(Exercise aim)
Everything from the line containing "Exercise. Label the blonde" to the final line of the records below should be given again exactly, and nothing else.

(Rows)
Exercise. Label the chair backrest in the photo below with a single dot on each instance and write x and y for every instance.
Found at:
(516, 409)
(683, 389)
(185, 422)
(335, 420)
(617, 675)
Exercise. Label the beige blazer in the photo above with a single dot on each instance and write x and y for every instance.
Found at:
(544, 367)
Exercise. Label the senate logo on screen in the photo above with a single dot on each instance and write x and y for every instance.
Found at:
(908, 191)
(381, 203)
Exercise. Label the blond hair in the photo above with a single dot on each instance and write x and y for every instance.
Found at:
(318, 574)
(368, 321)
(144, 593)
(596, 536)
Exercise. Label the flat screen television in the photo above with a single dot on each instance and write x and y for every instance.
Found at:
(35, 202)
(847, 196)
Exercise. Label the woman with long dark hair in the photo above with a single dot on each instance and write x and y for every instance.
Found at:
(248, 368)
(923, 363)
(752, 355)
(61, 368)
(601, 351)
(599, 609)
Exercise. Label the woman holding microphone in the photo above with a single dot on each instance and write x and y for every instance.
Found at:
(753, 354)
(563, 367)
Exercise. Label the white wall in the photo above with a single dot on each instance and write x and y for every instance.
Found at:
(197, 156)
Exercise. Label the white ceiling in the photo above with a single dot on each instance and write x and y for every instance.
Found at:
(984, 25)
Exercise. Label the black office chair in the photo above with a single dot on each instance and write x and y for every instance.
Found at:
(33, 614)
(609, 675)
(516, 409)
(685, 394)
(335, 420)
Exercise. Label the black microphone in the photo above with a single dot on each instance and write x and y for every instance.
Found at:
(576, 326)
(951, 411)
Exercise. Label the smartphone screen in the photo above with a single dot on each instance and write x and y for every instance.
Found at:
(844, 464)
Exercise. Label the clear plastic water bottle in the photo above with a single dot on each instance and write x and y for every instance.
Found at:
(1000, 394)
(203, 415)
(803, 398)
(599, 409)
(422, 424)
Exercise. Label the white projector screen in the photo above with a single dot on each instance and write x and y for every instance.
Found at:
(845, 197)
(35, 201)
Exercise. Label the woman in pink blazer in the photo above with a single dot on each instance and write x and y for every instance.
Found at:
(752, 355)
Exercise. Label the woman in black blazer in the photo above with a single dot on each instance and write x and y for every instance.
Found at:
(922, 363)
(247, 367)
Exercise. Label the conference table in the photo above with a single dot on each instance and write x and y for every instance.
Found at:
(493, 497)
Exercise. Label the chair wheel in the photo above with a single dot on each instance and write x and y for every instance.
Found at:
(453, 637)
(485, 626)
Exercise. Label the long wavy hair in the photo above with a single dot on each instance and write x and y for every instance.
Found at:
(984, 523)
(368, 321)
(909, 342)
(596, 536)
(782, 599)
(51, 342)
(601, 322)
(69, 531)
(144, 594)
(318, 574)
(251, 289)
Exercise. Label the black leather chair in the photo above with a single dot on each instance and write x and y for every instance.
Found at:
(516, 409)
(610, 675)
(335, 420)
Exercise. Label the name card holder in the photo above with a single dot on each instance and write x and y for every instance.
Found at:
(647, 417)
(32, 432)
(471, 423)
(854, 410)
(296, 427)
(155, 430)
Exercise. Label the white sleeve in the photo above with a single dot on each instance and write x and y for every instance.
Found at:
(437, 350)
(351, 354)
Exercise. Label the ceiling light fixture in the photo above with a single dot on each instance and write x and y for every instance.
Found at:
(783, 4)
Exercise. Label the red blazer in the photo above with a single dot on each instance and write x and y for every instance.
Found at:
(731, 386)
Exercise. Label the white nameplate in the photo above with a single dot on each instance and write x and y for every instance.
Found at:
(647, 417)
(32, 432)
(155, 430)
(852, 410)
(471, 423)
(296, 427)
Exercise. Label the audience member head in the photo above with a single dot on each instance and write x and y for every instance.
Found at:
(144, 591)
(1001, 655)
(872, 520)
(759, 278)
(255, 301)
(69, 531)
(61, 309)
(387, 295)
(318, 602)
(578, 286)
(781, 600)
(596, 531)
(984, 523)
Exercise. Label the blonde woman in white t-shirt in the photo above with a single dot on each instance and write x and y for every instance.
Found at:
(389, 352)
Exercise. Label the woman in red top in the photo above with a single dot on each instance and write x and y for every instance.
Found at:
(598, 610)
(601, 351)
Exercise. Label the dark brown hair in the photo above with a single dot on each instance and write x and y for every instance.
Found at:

(Finished answer)
Exercise. Label the blonde woman in white t-shirt in the photo above with a single dot on each instance and write x and y for every instance.
Found at:
(389, 352)
Exercise. Label the woman in red top in the photo above with a single dot on each instance and write x and y for every instance.
Found at:
(598, 610)
(601, 351)
Exercise. Label the dark brown hair in the photo above with a single dot on each instance and write x and y for every instance.
Found at:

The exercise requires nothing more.